■ WHAT THE TASK ASKS:
I need the number of lines in the data that include "dark"; reply with that number alone.

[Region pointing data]
Start of Block
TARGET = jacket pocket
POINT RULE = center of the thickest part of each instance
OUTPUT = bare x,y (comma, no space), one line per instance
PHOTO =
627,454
End of Block
Start of Block
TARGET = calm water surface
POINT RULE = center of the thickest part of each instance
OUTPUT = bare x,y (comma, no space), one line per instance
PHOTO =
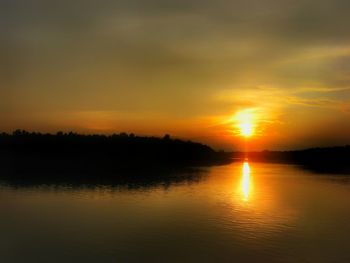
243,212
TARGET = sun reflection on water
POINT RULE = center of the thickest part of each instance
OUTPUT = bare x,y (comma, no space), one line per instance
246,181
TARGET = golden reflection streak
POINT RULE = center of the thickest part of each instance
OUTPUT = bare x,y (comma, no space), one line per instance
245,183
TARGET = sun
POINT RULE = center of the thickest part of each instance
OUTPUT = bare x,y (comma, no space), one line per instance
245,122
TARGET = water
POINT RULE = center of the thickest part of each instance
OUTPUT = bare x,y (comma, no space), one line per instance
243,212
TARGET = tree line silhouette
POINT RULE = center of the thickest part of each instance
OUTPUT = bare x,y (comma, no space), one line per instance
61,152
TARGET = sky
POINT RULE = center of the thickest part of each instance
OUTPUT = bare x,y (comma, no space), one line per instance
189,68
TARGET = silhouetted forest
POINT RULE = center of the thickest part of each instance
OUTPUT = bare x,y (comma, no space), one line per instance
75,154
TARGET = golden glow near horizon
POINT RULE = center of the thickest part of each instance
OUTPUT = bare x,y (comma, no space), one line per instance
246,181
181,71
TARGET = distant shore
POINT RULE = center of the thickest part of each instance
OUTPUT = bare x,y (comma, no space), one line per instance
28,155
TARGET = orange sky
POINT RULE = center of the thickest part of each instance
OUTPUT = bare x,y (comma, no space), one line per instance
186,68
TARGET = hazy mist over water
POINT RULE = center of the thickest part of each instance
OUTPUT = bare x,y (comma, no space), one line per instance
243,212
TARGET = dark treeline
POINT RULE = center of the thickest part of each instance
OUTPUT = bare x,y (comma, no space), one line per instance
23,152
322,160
End of Block
Start of Block
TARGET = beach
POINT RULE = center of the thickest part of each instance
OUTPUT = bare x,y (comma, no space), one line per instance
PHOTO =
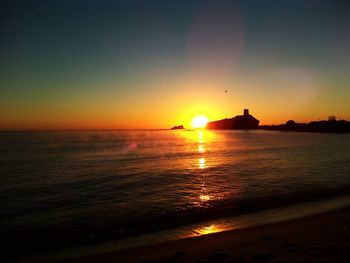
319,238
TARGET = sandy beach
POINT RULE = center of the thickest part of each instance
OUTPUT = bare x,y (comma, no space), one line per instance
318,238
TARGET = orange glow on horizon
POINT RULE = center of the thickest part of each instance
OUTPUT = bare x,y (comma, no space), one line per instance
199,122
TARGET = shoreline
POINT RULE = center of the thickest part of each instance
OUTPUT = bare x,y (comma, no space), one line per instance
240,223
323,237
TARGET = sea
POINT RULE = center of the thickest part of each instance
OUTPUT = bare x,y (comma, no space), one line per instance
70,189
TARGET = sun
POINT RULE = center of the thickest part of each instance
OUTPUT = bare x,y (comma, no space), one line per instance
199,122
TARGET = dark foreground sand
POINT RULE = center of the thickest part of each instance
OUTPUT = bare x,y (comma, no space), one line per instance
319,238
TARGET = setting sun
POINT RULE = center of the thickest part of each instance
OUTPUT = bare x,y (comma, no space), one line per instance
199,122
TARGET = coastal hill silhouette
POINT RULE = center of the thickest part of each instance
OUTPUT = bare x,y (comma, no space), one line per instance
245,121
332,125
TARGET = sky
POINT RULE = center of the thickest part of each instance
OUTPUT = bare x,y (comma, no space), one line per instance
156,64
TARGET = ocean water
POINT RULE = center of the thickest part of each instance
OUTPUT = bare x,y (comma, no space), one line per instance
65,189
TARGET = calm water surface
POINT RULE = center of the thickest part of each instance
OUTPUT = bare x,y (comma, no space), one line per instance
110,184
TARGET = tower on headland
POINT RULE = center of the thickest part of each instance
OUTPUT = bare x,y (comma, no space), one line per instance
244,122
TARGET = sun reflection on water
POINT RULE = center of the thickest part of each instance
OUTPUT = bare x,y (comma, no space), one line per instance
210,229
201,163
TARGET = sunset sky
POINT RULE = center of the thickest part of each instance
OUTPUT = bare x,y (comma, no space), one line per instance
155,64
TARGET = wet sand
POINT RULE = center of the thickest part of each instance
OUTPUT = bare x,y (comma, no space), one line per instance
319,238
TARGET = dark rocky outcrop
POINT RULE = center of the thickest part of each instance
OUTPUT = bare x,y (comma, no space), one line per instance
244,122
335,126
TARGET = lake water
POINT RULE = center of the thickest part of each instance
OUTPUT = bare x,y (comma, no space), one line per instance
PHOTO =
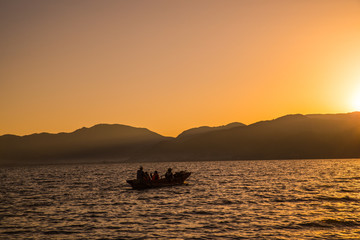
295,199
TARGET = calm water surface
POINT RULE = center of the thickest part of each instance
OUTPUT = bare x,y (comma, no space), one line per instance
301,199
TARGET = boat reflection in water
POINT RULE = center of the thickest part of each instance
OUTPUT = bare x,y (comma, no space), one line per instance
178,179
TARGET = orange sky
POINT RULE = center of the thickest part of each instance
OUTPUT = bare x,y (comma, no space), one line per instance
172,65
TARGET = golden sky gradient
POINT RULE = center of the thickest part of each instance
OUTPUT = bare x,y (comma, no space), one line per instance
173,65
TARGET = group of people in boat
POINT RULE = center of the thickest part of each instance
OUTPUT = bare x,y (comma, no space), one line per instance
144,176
End of Block
■ SOLUTION TO THIS EXERCISE:
3